— Aim —
Count the lines below that contain the string "pixel", treating uppercase and lowercase as distinct, and give only the number.

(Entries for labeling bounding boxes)
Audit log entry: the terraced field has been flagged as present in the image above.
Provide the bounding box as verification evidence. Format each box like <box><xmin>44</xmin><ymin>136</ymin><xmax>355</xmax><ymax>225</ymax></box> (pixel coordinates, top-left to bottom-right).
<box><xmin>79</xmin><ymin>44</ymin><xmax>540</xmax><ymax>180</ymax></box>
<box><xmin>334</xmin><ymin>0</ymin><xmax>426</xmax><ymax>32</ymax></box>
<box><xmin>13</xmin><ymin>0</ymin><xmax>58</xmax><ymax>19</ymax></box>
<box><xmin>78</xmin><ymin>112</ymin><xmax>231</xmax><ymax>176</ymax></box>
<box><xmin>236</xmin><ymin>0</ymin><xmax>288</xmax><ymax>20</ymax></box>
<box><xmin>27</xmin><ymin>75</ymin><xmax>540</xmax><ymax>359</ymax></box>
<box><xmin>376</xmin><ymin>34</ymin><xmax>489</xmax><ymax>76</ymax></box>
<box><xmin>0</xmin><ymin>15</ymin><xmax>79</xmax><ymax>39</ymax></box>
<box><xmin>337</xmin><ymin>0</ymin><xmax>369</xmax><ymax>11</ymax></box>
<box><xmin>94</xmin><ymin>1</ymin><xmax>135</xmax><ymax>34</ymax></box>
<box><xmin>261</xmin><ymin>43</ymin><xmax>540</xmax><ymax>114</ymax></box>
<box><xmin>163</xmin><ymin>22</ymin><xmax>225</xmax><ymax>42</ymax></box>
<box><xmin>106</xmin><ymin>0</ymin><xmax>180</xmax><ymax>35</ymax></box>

— Full answer —
1